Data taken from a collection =
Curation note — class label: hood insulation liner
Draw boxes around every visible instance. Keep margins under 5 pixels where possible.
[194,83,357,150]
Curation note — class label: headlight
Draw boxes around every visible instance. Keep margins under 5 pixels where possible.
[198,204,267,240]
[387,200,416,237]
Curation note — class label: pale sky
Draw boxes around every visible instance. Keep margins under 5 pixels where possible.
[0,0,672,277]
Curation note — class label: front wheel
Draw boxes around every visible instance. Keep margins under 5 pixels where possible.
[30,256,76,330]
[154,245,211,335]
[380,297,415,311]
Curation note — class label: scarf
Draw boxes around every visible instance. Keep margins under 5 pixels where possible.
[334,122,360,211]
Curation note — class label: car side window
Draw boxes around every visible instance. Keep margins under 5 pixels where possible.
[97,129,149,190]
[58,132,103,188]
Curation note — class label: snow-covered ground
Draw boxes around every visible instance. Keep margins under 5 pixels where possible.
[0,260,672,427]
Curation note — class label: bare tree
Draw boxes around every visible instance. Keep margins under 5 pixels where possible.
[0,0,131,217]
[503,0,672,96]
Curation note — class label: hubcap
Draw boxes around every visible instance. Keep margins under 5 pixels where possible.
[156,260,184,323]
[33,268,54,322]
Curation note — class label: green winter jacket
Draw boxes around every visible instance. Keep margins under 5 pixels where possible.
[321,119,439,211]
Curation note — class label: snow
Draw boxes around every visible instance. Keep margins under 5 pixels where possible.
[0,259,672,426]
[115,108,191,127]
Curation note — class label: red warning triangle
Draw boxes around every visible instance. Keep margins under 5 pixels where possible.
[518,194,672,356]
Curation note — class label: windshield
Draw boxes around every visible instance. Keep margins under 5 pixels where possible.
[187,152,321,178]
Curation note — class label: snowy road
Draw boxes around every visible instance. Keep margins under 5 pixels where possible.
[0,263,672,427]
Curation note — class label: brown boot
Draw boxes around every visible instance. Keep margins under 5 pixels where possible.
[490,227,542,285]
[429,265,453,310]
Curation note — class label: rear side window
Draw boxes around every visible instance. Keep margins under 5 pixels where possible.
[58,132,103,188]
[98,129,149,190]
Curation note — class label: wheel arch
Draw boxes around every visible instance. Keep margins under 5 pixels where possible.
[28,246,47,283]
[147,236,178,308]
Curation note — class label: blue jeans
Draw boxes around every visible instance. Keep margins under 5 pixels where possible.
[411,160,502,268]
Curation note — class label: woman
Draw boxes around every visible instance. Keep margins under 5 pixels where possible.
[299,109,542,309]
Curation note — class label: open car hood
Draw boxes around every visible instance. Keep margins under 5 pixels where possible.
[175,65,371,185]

--

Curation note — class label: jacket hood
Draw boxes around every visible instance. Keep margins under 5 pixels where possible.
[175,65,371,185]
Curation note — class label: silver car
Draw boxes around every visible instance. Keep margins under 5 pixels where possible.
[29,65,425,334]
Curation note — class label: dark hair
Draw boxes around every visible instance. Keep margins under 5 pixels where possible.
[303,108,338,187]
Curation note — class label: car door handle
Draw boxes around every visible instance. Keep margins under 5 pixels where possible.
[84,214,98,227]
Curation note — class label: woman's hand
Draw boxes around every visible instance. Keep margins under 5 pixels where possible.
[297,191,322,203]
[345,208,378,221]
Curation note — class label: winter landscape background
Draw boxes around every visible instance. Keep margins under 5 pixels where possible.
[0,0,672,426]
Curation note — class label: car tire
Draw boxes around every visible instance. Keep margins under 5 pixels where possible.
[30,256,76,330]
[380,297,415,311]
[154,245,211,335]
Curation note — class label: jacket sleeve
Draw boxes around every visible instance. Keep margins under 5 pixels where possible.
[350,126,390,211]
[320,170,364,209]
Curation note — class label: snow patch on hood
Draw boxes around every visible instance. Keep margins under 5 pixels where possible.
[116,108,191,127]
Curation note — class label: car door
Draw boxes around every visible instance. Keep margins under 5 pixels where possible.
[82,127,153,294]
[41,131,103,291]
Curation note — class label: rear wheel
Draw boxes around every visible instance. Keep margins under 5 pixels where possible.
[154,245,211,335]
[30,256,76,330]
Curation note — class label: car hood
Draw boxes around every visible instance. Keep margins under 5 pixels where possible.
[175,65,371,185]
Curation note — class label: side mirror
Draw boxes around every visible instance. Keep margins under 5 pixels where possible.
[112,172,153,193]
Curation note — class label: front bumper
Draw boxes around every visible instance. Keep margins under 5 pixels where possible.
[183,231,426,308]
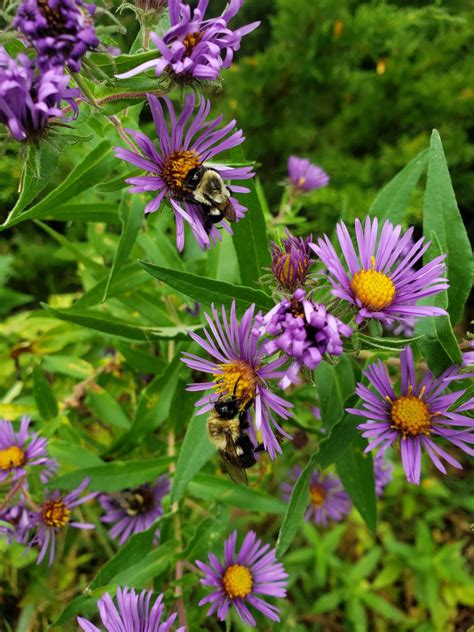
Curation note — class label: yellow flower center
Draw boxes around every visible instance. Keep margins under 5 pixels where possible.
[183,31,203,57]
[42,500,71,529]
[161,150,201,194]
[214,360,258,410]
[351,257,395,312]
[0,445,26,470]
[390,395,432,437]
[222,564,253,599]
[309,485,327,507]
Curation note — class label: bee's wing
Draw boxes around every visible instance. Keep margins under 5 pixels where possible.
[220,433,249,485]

Task description =
Swap "margins" for "padding" in the data between the line containing "Curation note — class label: bee's wing" and the line containing "[220,433,249,485]", inclusive, and give back only those lines with nothing else altered.

Exercise response =
Curation note — class label: bee's wing
Draw boxes around every visible instance. Keep padding under 5 pixels where possible.
[220,433,249,485]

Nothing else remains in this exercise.